## SHORT TASK A
Pull out the passage from "Progressives and democrats" to "the Congress Centre." word for word from the blog post about the Sinn Féin conference.
## SHORT TASK B
Write the next part of the blog post about the Sinn Féin conference, picking up after its final sentence.

Progressives and democrats must organise for unity
This week’s Andersonstown News, because of Easter, was only looking for 500 words for the column. So I had to edit back a little on what I had written. But there is no word limit on the blog so here is the full version.
Ba mhaith liom go mbeadh Cásca sona, síochánta agus taitneamhach ort, agus féachaint ar an seacláid.
Saturday morning started bright and early. A 7.10
flight brought RG and I to Heathrow Airport where a smiling Ray, one of the
stalwarts of the Irish community in London over many years, picked us up. Sinn
Féin was holding a one day conference on the theme of ‘After Brexit – the prospects for a United Ireland’. We met up with
Mary Lou McDonald and Michelle O’Neill at a hotel just across from the British
Parliament and then headed to the Congress Centre.
The conference was excellent and well attended. The
two panels were very good. The discussion ranged across key themes including the
likely impact of Brexit on the island of Ireland, British government policy on
Brexit and the border, the importance of the Good Friday Agreement, our
relationship with political and civic unionism, the strategies we need to achieve
a united Ireland, and Sinn Féin’s vision for the kind of Ireland we want to
build.

Point placement records:
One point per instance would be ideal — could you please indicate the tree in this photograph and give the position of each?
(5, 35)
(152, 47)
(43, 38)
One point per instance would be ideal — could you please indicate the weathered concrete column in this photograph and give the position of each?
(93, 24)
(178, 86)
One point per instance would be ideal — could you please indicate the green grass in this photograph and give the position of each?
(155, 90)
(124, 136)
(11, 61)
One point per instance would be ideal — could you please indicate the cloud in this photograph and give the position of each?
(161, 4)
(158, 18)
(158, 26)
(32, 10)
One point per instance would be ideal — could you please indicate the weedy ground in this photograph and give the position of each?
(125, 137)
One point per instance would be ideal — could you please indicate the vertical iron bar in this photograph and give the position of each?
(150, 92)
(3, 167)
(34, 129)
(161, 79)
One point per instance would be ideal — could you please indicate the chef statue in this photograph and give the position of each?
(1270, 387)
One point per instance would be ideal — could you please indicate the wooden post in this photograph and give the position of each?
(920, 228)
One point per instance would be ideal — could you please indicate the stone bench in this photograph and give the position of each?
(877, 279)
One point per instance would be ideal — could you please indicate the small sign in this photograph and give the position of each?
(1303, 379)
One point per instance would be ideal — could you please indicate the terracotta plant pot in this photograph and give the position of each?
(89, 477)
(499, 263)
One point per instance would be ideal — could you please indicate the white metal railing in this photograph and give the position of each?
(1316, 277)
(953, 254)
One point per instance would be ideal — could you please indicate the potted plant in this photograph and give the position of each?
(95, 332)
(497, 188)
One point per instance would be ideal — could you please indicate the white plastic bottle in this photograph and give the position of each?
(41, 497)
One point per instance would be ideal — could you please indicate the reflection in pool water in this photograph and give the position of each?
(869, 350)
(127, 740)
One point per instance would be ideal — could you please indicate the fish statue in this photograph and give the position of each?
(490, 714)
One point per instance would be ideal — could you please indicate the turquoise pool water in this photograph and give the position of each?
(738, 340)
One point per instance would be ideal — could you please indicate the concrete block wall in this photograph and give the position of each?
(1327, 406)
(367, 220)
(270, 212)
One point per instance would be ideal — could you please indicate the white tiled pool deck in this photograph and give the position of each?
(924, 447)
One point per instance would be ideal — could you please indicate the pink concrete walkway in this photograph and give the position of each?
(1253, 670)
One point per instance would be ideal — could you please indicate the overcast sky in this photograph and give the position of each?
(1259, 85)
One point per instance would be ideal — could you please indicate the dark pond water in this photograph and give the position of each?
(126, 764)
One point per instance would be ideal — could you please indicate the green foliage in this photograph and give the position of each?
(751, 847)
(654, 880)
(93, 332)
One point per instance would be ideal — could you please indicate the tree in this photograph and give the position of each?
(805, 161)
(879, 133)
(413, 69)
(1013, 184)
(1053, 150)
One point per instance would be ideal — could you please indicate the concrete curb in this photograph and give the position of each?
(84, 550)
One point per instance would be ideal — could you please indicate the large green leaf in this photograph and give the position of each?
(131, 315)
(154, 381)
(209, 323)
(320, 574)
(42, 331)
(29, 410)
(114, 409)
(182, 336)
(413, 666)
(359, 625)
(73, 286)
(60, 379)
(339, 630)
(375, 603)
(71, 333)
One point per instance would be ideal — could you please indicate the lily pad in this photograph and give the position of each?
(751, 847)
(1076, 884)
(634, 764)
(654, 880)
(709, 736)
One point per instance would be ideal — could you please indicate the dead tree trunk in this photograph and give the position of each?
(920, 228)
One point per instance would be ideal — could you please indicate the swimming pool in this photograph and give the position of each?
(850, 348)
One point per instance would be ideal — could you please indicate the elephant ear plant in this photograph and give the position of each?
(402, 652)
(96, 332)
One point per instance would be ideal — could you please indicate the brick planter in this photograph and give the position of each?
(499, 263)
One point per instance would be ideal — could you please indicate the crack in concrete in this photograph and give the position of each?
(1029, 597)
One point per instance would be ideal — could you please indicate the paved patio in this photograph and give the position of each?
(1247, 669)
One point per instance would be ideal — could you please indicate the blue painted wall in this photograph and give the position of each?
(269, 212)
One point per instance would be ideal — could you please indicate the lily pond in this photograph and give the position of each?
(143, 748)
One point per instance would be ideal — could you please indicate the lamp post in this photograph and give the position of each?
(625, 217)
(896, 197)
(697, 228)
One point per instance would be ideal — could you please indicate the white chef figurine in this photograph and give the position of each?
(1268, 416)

## TASK ANSWER A
Progressives and democrats must organise for unity
This week’s Andersonstown News, because of Easter, was only looking for 500 words for the column. So I had to edit back a little on what I had written. But there is no word limit on the blog so here is the full version.
Ba mhaith liom go mbeadh Cásca sona, síochánta agus taitneamhach ort, agus féachaint ar an seacláid.
Saturday morning started bright and early. A 7.10
flight brought RG and I to Heathrow Airport where a smiling Ray, one of the
stalwarts of the Irish community in London over many years, picked us up. Sinn
Féin was holding a one day conference on the theme of ‘After Brexit – the prospects for a United Ireland’. We met up with
Mary Lou McDonald and Michelle O’Neill at a hotel just across from the British
Parliament and then headed to the Congress Centre.

## TASK ANSWER B
The starting point for Irish republicans in
developing strategies to challenge these issues is our belief that it is
impossible to properly understand the island of Ireland, its
people, politics and society, unless you set it in the context of the long
history of the English occupation, colonisation and partition of the island.
The island of Ireland today has been and continues to be shaped by these events
and by British government policy. That policy is inevitably determined by what
is in British national interests not in the interests of the people of our
island.
The current alliance at Westminster between the
Conservative Party and the DUP is an example of this. For its own narrow, party
political selfish reasons and in an effort to stay in power, Theresa May’s government
has actively encouraged the most negative, regressive, intransigent and
sectarian elements of political unionism to attack and undermine the Good
Friday Agreement. She is collaborating with the DUP to deny citizens our
rights.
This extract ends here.